# Objectif:
Reproduisez fidèlement, dans le texte sur les Roms, le passage allant de « Ce même élu » jusqu'à « détournent le regard. ».

# Texte de la page:
---------------
S’il n’y avait que cela… Ces Roms, en plus, offensent nos critères esthétiques. Un sénateur de Paris nous l’a fort justement rappelé, déplorant, lundi, en hémicycle, qu’ils fassent de notre merveilleuse capitale touristique « un véritable parcours du combattant entre des groupes de pickpockets organisés et des matelas servant de couches à des familles auxquelles nous ne pouvons pas offrir d’avenir » (sic).

Dommage, vraiment, que ces Roms ne soient pas plus riches, ils auraient réservé des chambres au Ritz pour ne pas gêner notre regard. Et envoyé leurs enfants à Polytechnique. Mais non, que voulez-vous, ils les envoient plutôt faire la manche ou jouer les pickpockets.

Vais-je offrir à ces quelques collègues débranchés de la réalité David Copperfield de Charles Dickens pour qu’ils se remémorent les jours sombres de la misère en Occident et comprennent un peu mieux ses méfaits? Si nous sommes aujourd’hui choqués par cette pauvreté, ce qui est compréhensible, songeons à l’Europe des débuts de l’ère industrielle. C’est à cela que les Roms nous ramènent, ou nous renvoient.

Ce même élu de Paris évoque dans la foulée, avec tristesse, ces « enfants à qui on vole leur innocence ». Là, il n’a pas tort, mais il ne le sait pas. Oui, l’indigence vole leur innocence à tous, à ceux qui la vivent mais aussi à ceux qui en détournent le regard.

Péril errant

Pourquoi les Roms nous font-ils si peur ? Redonnons la parole à mon collègue sénateur, décidément sans tabous: « l’errance de ces ressortissants insupporte nos concitoyens, parce qu’ils ne comprennent pas ce qui s’apparente à un mode de vie et n’acceptent pas de voir se développer en bas de chez eux des bidonvilles ».

Toute l’histoire de la persécution des Tsiganes, Roms, Bohémiens et autres gens du voyage est bien là. Dès le XVIIIe siècle, l’opinion administrative les englobe dans la catégorie des vagabonds, des mendiants et des gens dangereux et les qualifie de « péril errant ».

Les Empires et Etats européens se sont efforcés de réprimer cette mobilité, perçue comme une déviance sociale, en essayant d’imposer la sédentarisation aux familles nomades. Sans pour autant les tolérer davantage et sans que le regard change vraiment. Même nos gens du voyage français, largement sédentarisés aujourd’hui, n’échappent pas à l’opprobre, toujours plus ou moins suspectés d’être des voleurs en puissance.
---------------
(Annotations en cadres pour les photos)
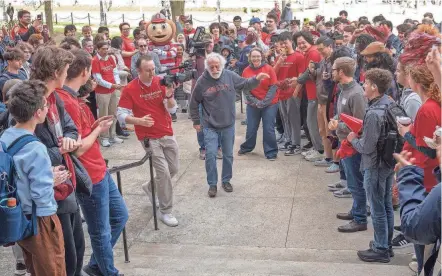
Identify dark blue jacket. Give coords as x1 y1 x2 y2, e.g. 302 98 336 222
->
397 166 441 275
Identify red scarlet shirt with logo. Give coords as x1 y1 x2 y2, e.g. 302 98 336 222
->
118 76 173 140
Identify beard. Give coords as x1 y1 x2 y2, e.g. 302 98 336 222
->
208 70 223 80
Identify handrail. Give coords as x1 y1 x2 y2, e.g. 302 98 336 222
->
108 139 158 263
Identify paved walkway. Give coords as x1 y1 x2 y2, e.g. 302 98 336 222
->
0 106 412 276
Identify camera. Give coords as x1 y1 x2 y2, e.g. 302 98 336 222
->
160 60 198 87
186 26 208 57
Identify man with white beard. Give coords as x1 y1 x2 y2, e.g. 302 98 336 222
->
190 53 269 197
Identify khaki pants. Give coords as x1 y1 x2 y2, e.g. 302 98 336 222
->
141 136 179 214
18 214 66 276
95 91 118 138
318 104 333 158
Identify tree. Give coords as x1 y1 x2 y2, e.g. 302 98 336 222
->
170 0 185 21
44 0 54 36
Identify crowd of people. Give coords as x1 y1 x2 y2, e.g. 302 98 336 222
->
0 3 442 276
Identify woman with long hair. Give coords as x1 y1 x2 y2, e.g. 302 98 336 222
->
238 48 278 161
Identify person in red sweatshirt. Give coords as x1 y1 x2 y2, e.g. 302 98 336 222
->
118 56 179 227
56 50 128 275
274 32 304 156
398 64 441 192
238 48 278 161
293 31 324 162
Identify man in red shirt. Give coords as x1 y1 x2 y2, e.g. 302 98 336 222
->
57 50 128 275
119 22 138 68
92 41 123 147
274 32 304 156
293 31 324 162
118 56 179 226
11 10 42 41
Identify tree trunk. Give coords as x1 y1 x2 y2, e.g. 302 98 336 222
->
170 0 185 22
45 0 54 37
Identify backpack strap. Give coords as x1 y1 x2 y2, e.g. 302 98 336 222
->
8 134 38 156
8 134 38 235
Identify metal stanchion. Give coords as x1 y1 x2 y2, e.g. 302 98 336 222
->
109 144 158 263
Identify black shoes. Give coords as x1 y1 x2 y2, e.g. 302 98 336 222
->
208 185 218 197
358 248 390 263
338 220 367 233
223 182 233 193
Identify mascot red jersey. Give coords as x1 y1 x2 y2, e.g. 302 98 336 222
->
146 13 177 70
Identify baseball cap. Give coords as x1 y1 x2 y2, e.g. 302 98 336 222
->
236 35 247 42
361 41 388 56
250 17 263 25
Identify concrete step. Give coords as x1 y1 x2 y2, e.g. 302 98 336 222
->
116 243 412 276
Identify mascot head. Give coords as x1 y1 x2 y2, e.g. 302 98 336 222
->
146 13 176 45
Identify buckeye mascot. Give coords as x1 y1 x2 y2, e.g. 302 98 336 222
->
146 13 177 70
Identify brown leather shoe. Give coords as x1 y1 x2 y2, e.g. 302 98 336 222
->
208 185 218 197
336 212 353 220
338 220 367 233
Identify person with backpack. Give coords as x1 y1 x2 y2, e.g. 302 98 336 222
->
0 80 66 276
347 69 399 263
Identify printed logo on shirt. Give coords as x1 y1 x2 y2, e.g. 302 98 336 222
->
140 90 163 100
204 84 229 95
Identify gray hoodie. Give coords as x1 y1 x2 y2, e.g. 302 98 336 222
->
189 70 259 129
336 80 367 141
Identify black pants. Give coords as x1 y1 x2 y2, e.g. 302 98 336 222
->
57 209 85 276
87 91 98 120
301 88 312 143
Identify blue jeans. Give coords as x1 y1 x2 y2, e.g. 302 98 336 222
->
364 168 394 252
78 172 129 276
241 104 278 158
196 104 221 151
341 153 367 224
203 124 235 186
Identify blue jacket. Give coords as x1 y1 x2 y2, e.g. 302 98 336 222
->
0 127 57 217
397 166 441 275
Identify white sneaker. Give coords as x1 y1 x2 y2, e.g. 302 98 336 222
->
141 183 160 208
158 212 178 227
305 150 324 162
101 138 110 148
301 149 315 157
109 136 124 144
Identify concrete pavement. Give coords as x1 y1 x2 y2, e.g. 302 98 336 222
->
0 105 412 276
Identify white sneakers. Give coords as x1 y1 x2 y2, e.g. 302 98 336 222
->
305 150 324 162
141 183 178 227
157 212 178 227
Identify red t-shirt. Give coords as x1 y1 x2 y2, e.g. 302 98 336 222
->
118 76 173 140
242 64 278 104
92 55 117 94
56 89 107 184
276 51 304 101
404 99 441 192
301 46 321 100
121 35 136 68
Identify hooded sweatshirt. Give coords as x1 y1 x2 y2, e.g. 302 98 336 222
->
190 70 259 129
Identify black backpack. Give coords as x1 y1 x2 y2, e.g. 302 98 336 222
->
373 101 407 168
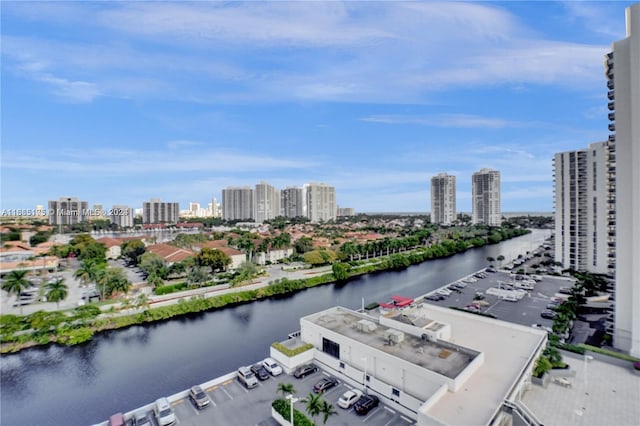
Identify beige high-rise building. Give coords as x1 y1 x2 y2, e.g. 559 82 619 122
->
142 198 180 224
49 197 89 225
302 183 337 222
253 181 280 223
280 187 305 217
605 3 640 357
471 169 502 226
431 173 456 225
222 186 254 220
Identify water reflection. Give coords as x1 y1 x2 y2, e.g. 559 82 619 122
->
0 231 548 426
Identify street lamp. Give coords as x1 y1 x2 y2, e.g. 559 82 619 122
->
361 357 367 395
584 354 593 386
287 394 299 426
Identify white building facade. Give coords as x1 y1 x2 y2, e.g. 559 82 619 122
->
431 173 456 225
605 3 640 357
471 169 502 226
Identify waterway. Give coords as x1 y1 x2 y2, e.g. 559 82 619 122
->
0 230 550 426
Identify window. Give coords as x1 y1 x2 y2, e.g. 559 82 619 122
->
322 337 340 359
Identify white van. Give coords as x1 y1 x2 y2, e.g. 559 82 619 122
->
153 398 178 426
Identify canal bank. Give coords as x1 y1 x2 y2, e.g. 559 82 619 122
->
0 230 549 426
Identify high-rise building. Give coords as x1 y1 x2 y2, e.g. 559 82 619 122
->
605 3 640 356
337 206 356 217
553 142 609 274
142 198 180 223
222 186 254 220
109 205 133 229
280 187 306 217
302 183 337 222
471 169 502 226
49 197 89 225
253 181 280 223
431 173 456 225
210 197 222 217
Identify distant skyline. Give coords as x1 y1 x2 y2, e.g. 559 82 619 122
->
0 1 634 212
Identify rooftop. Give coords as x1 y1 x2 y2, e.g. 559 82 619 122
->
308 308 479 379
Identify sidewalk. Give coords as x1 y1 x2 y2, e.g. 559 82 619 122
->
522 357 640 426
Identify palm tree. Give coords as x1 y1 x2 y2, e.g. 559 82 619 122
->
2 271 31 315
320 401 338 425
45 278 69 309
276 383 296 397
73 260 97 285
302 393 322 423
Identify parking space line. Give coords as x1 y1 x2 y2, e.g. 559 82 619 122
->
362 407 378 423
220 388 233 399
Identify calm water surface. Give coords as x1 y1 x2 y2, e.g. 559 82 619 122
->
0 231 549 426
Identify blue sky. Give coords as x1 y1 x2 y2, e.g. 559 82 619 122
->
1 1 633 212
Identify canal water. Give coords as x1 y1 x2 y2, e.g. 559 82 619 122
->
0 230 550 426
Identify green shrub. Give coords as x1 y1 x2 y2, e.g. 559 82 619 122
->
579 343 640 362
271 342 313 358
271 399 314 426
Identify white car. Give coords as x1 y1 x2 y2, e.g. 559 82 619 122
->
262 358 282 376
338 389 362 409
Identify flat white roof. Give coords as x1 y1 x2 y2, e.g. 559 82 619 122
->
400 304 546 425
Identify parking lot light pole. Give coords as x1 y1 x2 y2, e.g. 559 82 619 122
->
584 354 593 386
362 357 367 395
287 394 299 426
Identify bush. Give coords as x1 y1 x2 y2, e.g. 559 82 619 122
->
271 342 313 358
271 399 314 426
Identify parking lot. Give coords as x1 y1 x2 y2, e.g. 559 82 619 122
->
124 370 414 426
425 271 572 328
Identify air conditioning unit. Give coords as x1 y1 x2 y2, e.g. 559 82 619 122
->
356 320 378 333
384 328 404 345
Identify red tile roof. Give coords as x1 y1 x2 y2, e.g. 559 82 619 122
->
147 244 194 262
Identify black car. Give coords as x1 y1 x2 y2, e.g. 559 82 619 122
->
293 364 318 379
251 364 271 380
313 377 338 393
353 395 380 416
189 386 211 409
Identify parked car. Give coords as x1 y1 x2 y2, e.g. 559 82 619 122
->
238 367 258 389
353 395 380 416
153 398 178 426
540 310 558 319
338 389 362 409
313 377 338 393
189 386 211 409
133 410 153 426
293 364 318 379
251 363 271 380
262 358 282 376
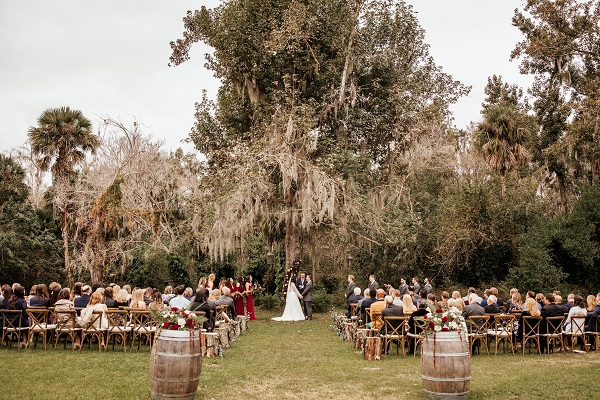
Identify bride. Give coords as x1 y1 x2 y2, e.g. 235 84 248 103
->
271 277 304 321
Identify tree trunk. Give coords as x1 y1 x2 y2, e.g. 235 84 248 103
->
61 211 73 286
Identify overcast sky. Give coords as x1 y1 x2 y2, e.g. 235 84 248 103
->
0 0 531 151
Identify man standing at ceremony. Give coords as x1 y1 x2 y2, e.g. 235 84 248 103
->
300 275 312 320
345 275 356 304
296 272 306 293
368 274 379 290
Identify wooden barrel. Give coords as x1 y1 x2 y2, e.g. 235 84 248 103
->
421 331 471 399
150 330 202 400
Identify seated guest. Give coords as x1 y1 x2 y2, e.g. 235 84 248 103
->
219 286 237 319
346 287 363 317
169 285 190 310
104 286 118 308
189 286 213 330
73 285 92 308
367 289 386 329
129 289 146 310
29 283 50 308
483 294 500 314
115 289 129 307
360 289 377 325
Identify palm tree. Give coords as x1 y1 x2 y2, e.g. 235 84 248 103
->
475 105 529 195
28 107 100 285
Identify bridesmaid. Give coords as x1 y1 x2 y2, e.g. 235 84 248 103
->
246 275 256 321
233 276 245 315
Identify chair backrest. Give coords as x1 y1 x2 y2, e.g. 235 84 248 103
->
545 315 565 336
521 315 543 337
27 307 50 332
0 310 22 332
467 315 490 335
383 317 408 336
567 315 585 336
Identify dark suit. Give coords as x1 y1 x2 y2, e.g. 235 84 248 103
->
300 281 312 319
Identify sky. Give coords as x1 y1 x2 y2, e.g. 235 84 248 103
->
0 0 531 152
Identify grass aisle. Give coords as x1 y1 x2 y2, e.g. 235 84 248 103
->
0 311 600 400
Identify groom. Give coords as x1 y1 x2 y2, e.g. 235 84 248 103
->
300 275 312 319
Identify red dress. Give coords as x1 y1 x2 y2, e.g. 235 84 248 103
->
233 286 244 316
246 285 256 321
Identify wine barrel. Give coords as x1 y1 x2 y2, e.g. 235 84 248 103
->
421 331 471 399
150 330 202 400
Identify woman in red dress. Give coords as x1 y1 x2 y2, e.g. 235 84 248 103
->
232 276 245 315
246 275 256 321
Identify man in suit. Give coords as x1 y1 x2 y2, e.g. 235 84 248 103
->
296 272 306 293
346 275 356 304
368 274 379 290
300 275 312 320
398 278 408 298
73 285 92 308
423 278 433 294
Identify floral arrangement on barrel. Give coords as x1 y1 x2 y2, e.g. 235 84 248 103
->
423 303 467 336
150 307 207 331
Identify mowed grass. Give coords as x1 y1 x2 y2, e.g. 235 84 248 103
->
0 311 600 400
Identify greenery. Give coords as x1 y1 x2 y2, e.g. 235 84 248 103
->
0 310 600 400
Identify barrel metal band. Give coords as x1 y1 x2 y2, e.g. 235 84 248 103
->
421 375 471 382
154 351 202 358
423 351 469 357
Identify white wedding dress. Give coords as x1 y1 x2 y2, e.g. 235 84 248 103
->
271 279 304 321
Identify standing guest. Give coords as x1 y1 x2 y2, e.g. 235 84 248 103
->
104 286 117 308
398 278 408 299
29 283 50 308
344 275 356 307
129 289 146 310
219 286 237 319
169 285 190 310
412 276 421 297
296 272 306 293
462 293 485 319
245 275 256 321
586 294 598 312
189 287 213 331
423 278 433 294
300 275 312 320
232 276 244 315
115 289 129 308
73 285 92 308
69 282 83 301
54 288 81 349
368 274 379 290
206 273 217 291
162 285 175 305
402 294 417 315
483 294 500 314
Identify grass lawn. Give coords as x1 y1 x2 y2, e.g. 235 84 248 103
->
---------------
# Réponse ci-dessous:
Ce même élu de Paris évoque dans la foulée, avec tristesse, ces « enfants à qui on vole leur innocence ». Là, il n’a pas tort, mais il ne le sait pas. Oui, l’indigence vole leur innocence à tous, à ceux qui la vivent mais aussi à ceux qui en détournent le regard.